* [Supplied text]:
+ + + + + + +
# Proxxon or Shop Fox Micro mill



## 1tcoffman (Jan 10, 2015)

I don't have a lot of money, but I would like to have _some_ milling capability. Are these machines pretty good or would I just be wasting my money, better to wait til I had some more $:thinking:
Tim


----------



## pebbleworm (Jan 10, 2015)

I have some Proxxon tools and they are very nice, I'm sure the micro mill is as well, but put some emphasis on micro! IF  it will handle the jobs you want to do and you are short on space go for it.  The Shop Fox micro mill looks an awful lot like the Proxxon bench drill with the optional milling table. I have the bench drill and it is great for tiny things, not so much for anything larger.  For not much more money there is the Harbor Freight Sieg X2 mill (wait for a sale and use one of the perennial 20% off coupons).  I am very pleased with mine and it worked well out of the box.  And it it's a good drill press as well.
+ + + + + + +
* [Given information]:

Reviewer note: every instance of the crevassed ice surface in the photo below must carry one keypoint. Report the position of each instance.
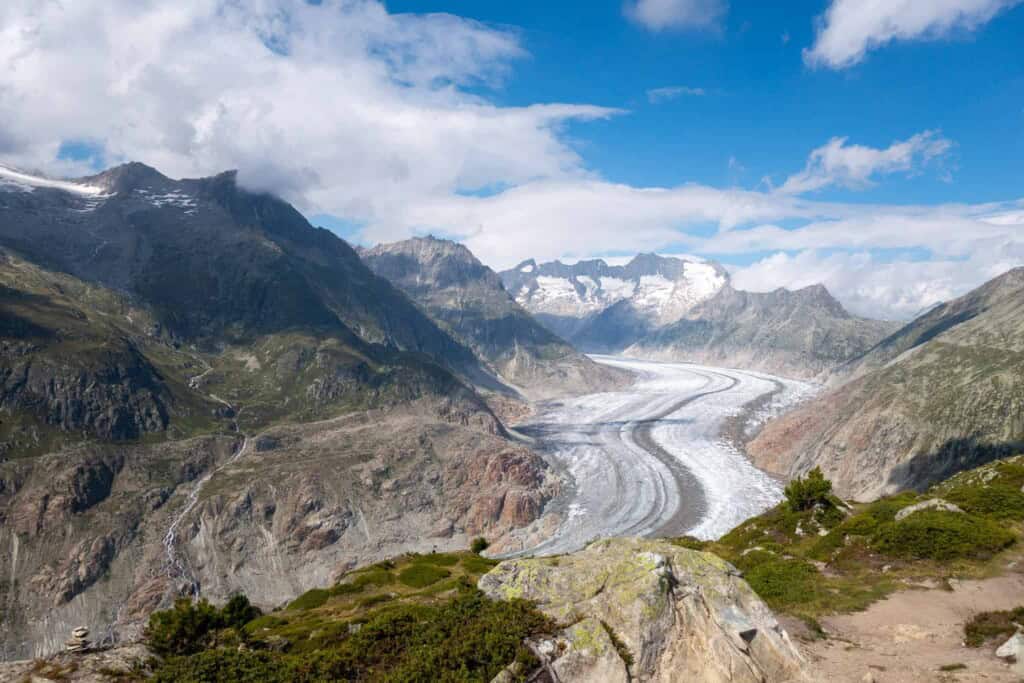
+ + + + + + +
* [Work instructions]:
1) In the micro mill thread, which mill does pebbleworm suggest costs not much more money?
2) Please pick up the micro mill thread after its last post and write what comes next.

* [Answers to the problems]:
1) The Harbor Freight Sieg X2 mill.

2)
----------



## hman (Jan 10, 2015)

+1 on the Harbor Freight mini-mill (#44991), especially if you use a 20% off coupon.  If you can afford to go with a mini (instead of a micro), it's worth the cost differential.  As for minis, though I generally prefer Grizzly, the HF mill has one distinct advantage - it has an R8 spindle (Grizzly has an MT3).  The R8 means that any collets you buy for this mill can be used again on an "upgrade" machine.  Almost no large mills use MT3.

Little Machine Shop has a nice comparison chart for minis:
https://littlemachineshop.com/info/minimill_compare.php

They also have lots of accessories, generally good prices, and great service.  I've heard good things about their line of HiTorque minis, but they're spendy.


----------



## 1tcoffman (Jan 11, 2015)

Thank you for your input. I think I will wait a little while and get something a little bigger. I can make the space!)


----------



## 1tcoffman (Apr 3, 2015)

1tcoffman said:


> Thank you for your input. I think I will wait a little while and get something a little bigger. I can make the space!)


Hi, I went ahead and bought the Harbor Freight Mini Mill X2. In the process of tuning it ie air spring, dro's adjusting ect


----------



## KBeitz (Jul 4, 2018)

For people that don't know.... Shop fox is part of Grizzly tools...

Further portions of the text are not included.